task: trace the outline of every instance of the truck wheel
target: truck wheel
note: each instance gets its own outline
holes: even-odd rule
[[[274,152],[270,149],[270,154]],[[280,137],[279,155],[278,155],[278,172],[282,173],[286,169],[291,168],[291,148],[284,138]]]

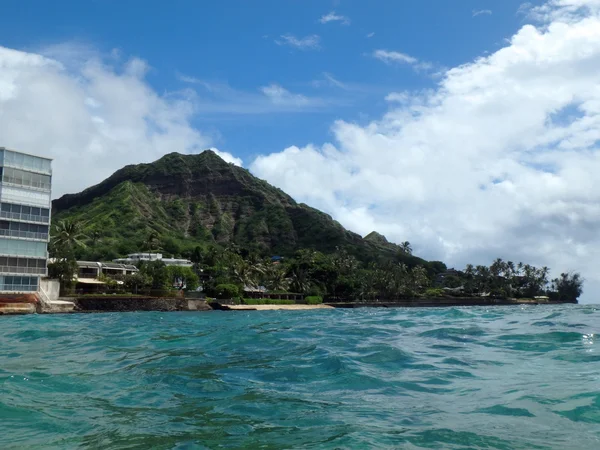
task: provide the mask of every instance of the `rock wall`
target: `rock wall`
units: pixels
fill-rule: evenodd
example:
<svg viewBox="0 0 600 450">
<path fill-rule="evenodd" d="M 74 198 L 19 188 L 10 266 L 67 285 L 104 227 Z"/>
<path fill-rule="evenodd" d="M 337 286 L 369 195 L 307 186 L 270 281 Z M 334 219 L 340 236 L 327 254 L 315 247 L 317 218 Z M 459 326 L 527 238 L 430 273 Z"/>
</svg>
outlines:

*Exercise prompt:* Scan the preceding records for lines with the word "evenodd". Say how many there are and nothing else.

*Exercise response:* 3